I would argue that online shopping actually creates two points of gratification over brick-and-mortar stores’ one: There is the high you get after the simple act of spending money, and the high you get days later, when what you ordered finally arrives. (This is the only good explanation for how I’ve managed to acquire so many nearly identical shapeless black dresses.) Bergman says my theory makes sense. Online shopping gives anxious-depressive types like me a “sustained feeling of excitement and having something to look forward to,” she says. “I think we live life from thing to thing to thing instead of all the moments in between, and with online shopping, you’re creating that for yourself.” In other words, the delay itself is practically the whole point.

Bergman tells me there have been a number of attempts to get compulsive shopping classified as a disorder distinct from other compulsive behaviors, like gambling or sex addiction. While almost all acknowledged compulsive disorders (like gambling and sex addiction) are suffered predominantly by men, shopping addiction, perhaps unsurprisingly, skews female. Specialized treatment is hard to come by, adds Bergman, and is generally modeled off those used in other compulsive behaviors. But interest in the field is growing. Last year, a group of researchers developed an online addiction shopping scale, adapted from previous tools used to measure traditional shopping addiction.

In my case, my clothing shopping had a definite element of compulsivity, but never reached addiction territory. (I have never, for instance, “quarreled with my parents” or friends over my online shopping, nor do I feel that “Life without online shopping for some time would be boring and joyless for me,” as another item on this scale suggests.) While I may have acquired too many black button-downs, I was always realistic about the stores I could afford and those I could not. While it’s good for my savings (and the environment) to consume less, it’s unclear to me, so far, whether my shopping ban has done anything for my mental health. Studies show that retail therapy sort of works: research shows that shopping really does reduce sadness — at least for a little while.

———

(EXERCISE INSTRUCTIONS):
1 - In the passage on online shopping, what did a group of researchers develop last year?
2 - Return everything in the passage on online shopping from "I would argue" down to "the whole point.", copied word for word.

———

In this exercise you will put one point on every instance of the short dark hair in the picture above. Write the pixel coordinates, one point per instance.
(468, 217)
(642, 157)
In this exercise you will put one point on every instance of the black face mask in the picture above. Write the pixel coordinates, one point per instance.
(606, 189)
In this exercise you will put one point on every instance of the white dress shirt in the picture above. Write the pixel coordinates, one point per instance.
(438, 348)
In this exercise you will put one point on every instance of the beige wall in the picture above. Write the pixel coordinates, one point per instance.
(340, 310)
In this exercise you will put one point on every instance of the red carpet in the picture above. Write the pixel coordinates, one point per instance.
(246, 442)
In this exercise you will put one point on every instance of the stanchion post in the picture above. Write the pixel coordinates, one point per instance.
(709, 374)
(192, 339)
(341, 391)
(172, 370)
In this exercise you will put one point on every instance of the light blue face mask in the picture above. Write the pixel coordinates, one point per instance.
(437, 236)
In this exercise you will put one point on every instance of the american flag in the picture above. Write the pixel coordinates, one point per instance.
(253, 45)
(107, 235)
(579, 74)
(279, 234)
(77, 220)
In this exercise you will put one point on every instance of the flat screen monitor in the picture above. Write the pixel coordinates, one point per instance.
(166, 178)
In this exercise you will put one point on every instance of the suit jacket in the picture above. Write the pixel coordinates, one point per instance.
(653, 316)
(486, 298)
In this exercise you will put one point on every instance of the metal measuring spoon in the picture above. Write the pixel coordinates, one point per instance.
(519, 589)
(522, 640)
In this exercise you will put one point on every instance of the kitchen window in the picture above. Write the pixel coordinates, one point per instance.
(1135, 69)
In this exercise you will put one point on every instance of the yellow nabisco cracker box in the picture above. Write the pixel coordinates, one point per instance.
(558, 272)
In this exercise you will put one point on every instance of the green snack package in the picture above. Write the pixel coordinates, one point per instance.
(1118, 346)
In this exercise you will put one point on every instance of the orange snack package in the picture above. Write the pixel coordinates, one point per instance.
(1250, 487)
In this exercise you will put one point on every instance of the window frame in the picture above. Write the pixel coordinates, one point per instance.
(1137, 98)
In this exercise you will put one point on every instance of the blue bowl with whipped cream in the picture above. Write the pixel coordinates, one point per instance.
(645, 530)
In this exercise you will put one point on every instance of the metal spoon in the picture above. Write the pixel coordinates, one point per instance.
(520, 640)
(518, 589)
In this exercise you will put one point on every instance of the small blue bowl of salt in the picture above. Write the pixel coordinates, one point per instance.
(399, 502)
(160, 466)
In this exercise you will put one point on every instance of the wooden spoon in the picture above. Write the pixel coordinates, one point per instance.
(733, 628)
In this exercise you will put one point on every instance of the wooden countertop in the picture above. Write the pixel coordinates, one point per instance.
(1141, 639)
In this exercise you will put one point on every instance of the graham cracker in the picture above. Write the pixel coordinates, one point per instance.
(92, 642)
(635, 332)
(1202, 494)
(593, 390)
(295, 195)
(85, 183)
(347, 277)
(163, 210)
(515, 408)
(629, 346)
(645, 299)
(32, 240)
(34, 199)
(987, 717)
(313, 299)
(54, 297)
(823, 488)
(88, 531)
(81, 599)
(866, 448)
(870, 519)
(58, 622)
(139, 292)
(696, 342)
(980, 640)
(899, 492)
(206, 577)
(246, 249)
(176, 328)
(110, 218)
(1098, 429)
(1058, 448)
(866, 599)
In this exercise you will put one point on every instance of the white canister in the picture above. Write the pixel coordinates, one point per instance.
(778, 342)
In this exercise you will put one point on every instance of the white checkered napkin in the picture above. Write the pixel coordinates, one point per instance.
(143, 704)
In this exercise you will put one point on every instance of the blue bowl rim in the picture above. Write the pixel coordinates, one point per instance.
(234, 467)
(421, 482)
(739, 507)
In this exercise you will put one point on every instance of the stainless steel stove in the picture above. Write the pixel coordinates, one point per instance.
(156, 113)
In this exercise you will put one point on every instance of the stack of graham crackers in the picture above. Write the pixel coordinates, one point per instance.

———

(YOUR RESPONSES):
1 - An online addiction shopping scale, adapted from previous tools used to measure traditional shopping addiction.

2 -
I would argue that online shopping actually creates two points of gratification over brick-and-mortar stores’ one: There is the high you get after the simple act of spending money, and the high you get days later, when what you ordered finally arrives. (This is the only good explanation for how I’ve managed to acquire so many nearly identical shapeless black dresses.) Bergman says my theory makes sense. Online shopping gives anxious-depressive types like me a “sustained feeling of excitement and having something to look forward to,” she says. “I think we live life from thing to thing to thing instead of all the moments in between, and with online shopping, you’re creating that for yourself.” In other words, the delay itself is practically the whole point.